_PROBLEM REQUIREMENTS_
Extract the part of the data that opens with its first line and closes with the line containing "x=326 y=113", both ends included. Repeat those lines without any change.

_TASK DATA_

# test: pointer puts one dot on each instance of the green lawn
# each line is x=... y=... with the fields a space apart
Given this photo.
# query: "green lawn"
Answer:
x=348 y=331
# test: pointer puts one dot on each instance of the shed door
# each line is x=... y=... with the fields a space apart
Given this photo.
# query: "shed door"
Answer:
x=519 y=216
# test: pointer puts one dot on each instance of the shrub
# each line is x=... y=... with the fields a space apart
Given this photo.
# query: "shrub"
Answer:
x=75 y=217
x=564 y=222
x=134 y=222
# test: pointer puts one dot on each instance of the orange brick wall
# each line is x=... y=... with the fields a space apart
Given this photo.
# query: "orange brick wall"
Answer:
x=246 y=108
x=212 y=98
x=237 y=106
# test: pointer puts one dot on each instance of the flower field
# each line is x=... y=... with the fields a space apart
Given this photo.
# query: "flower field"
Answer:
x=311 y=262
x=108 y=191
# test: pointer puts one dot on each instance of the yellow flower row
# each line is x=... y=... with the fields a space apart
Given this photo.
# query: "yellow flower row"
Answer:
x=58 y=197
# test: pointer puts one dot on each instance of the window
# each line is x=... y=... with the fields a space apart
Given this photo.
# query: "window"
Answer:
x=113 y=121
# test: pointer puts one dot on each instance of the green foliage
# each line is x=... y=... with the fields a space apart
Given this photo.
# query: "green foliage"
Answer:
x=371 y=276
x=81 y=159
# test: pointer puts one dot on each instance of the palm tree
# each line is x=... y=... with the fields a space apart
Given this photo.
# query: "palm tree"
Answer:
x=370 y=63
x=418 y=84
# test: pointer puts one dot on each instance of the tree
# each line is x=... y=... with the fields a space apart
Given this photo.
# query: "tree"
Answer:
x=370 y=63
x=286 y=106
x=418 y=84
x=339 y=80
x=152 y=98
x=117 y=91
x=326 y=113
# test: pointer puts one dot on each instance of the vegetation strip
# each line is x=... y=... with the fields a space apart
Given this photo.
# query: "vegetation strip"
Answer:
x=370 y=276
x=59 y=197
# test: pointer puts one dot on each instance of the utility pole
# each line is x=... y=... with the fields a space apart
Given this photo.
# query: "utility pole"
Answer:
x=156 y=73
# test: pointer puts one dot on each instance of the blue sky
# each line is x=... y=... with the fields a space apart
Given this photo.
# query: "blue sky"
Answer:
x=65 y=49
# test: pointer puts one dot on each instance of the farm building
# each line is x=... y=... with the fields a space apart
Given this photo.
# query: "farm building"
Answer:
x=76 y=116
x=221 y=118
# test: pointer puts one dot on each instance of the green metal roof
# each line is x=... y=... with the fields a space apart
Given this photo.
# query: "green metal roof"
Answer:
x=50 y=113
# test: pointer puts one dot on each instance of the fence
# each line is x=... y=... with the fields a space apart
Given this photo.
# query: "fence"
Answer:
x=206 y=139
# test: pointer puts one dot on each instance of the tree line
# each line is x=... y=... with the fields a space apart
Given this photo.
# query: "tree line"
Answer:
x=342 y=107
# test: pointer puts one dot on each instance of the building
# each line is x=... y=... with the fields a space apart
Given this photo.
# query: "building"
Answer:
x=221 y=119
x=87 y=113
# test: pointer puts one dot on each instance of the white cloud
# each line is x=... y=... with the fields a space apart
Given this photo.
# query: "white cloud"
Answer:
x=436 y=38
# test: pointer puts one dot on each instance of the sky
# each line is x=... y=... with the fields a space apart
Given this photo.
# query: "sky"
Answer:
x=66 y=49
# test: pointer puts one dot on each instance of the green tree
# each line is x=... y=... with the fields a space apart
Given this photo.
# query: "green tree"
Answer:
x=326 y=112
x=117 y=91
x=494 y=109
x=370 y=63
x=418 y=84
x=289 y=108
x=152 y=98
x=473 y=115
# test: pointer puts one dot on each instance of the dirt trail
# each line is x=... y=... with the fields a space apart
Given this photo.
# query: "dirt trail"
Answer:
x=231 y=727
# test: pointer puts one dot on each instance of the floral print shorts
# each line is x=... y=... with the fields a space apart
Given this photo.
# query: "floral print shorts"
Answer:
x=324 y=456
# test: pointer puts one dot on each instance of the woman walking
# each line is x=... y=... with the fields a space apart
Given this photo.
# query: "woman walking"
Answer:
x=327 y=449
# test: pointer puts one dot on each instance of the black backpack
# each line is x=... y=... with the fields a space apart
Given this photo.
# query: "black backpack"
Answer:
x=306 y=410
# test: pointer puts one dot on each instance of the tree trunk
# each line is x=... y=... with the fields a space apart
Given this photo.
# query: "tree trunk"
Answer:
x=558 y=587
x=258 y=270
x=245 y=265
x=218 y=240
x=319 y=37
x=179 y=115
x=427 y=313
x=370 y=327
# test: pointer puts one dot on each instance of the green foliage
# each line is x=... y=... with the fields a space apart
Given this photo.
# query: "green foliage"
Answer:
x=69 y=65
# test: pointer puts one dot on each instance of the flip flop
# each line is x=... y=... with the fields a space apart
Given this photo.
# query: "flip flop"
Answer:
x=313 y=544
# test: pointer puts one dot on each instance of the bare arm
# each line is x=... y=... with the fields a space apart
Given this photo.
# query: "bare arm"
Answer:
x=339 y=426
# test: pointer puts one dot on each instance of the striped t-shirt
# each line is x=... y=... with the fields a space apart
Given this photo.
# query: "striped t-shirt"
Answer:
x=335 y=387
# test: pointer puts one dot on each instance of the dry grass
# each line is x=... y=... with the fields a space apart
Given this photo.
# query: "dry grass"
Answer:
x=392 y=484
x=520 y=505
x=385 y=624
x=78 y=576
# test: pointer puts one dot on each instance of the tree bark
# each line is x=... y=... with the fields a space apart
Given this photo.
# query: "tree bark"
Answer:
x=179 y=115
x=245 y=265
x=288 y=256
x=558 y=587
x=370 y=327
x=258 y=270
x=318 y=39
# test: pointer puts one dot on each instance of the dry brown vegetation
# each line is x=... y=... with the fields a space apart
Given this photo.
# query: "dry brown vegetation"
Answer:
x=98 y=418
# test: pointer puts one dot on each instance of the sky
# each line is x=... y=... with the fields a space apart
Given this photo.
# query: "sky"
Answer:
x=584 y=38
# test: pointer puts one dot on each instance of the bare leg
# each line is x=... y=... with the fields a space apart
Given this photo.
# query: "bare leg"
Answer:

_SOLVED EXERCISE_
# test: pointer puts one dot on each instance of the green lawn
# each line is x=... y=... with the fields a space apart
Given this photo.
# query: "green lawn"
Answer:
x=348 y=331
# test: pointer puts one dot on each instance of the shed door
# each line is x=... y=... with the fields a space apart
Given this photo.
# query: "shed door"
Answer:
x=519 y=216
# test: pointer puts one dot on each instance of the shrub
# each line is x=... y=... with the fields a space apart
Given this photo.
# query: "shrub"
Answer:
x=75 y=217
x=564 y=222
x=134 y=222
# test: pointer puts one dot on each instance of the orange brick wall
# each line is x=... y=... with the fields a space apart
Given this photo.
# query: "orange brick wall"
Answer:
x=246 y=108
x=212 y=98
x=237 y=106
# test: pointer puts one dot on each instance of the flower field
# each line is x=... y=... with the fields a space apart
Given this photo.
# query: "flower field"
Answer:
x=311 y=262
x=108 y=191
# test: pointer puts one dot on each instance of the yellow flower row
# each line is x=... y=... with the fields a space apart
Given this photo.
# query: "yellow flower row"
Answer:
x=58 y=197
# test: pointer puts one dot on each instance of the window
# each line is x=... y=... with the fields a space apart
Given this photo.
# query: "window"
Answer:
x=113 y=121
# test: pointer puts one dot on each instance of the green foliage
# each line is x=... y=... with the fields a space apart
Given this photo.
# query: "green foliage"
Answer:
x=371 y=276
x=81 y=159
# test: pointer puts one dot on each instance of the palm tree
# each line is x=... y=... with the fields a space apart
Given this photo.
# query: "palm tree"
Answer:
x=370 y=63
x=418 y=84
# test: pointer puts one dot on each instance of the tree
# each line is x=... y=... with the fields a space apart
Given this photo.
# query: "tree"
Answer:
x=370 y=63
x=286 y=106
x=418 y=84
x=339 y=80
x=152 y=98
x=117 y=91
x=326 y=113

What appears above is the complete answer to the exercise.